TASK TO CARRY OUT
Rescale the lines below, starting at the line that contains "collar in the photo above." and ending at the last line, and write out only those lines. Keep every line's wording unchanged, but multiply each point coordinate by 1.65 and round it to a whole number, with halves rounded up.

MATERIAL FOR THIS EXERCISE
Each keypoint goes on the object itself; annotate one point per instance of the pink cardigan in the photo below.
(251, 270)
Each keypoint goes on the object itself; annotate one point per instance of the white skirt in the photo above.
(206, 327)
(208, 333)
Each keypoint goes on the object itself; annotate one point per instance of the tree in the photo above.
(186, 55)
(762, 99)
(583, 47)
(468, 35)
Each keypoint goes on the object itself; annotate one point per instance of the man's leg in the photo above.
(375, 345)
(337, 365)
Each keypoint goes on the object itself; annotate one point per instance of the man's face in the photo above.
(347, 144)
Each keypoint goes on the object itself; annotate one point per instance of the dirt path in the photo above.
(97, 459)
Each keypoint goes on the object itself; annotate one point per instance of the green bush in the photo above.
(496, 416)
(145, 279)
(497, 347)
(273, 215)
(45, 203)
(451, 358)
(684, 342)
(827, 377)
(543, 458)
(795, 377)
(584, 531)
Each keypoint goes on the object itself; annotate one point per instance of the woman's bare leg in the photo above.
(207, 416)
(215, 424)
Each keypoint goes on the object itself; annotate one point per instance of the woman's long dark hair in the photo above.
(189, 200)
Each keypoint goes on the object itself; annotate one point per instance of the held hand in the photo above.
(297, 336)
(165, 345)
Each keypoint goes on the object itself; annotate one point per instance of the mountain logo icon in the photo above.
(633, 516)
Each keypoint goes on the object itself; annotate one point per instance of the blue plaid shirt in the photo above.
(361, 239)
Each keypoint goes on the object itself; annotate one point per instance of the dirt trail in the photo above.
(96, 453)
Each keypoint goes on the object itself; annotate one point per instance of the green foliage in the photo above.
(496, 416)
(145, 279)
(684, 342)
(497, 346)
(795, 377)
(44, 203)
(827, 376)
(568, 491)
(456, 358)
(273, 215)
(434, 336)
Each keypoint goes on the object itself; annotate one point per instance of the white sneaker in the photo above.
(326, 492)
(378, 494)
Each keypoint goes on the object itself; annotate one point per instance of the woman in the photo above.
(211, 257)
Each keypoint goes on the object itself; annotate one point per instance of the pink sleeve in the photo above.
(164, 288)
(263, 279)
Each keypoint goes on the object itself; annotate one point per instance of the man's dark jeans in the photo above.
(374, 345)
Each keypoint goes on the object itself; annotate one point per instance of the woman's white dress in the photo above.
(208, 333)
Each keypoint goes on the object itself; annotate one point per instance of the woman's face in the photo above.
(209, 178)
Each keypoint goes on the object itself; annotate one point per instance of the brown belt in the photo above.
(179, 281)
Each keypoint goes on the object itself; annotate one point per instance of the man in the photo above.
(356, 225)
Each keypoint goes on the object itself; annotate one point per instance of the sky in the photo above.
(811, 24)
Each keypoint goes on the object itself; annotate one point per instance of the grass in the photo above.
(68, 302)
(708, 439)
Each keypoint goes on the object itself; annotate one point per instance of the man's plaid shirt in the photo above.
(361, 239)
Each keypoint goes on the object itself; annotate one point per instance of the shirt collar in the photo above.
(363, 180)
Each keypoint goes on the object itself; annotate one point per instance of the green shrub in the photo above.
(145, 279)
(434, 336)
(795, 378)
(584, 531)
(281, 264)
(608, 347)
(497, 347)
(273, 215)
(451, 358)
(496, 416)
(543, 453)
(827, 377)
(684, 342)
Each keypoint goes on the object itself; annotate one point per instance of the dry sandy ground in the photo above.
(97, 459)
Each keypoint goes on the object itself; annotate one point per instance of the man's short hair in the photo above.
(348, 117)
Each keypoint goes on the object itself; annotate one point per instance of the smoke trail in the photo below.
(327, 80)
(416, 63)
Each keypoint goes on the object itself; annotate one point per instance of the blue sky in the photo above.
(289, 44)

OUTPUT FOR THIS EXERCISE
Each keypoint goes on the object itself; annotate one point per instance of the shirt collar in the photo above.
(599, 297)
Each keypoint goes on the object itself; annotate one point per instance of the green shrub in the photo above.
(239, 460)
(716, 554)
(1312, 624)
(964, 876)
(464, 436)
(1003, 573)
(820, 573)
(450, 355)
(744, 591)
(818, 686)
(896, 747)
(1365, 622)
(1129, 564)
Each keypoint goes on the object itself; annotate one point per instance of the dry sandy ground in the photo above.
(160, 757)
Each keypoint goes on the object itself; annotate one point per instance of the man's short hair in the photo above.
(574, 193)
Each keypoint goes on the object itself; annotate one point per instance of the smoke trail in the photo below.
(540, 132)
(686, 104)
Each keypoint goes on the object itself; annotate one point per instance of the blue sky in the photo above.
(477, 73)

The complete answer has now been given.